## TASKS TO COMPLETE:
- A) Please retype the swimmer hydration text below from "Hydration (or the" to "themselves for activity.", keeping every word and mark as it stands.
- B) Using the swimmer hydration text below, decide whether each statement agrees with it, answering yes or no and quoting the words of the text that settle it: (i) Two hours before exercise, swimmers should take in 16 fluid ounces of water or a sports drink. (ii) Water alone is enough to re-hydrate the body during an activity lasting more than 40 minutes. (iii) During activity, swimmers should drink 8 fluid ounces every 30 minutes.
[[ GIVEN TEXT, beginning ]]
Hydration (or the amount of fluid taken in by the human body) is just as important as food intake before and after exercise. Two hours before exercise, swimmers should consume 16 fluid ounces (or half a litre) of water or a sports drink to help hydrate them ahead of time. Thirty minutes before exercise, athletes should intake another 8 fluid ounces (quarter of a litre) to prepare themselves for activity.

During activity, fluids should be available for swimmers at all times. Because swimmers are sweating out important fluids, they must replenish them by drinking 8 fluid ounces (quarter of a litre) every 20 minutes. Swimmers should always bring a plastic drinks bottle with them to training sessions. Long-term, moderate to intense activity of 30 minutes or more requires periodic re-hydration, such as the 8 fluid ounces (quarter of a litre) every 20 minutes just suggested. If an activity lasts more than 40 minutes, water is not sufficient to re-hydrate the body. The nutrient loss through sweat requires a sports drink to replenish electrolytes (powder energy drink is available at most sports outlets).
[[ GIVEN TEXT, end ]]
[[ DATASET, beginning ]]
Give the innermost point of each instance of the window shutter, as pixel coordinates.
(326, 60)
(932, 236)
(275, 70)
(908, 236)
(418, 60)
[[ DATASET, end ]]
## ANSWERS BY TASK:
- A)
Hydration (or the amount of fluid taken in by the human body) is just as important as food intake before and after exercise. Two hours before exercise, swimmers should consume 16 fluid ounces (or half a litre) of water or a sports drink to help hydrate them ahead of time. Thirty minutes before exercise, athletes should intake another 8 fluid ounces (quarter of a litre) to prepare themselves for activity.

- B)
(i) Yes: "Two hours before exercise, swimmers should consume 16 fluid ounces (or half a litre) of water or a sports drink"
(ii) No: "If an activity lasts more than 40 minutes, water is not sufficient to re-hydrate the body."
(iii) No: "drinking 8 fluid ounces (quarter of a litre) every 20 minutes"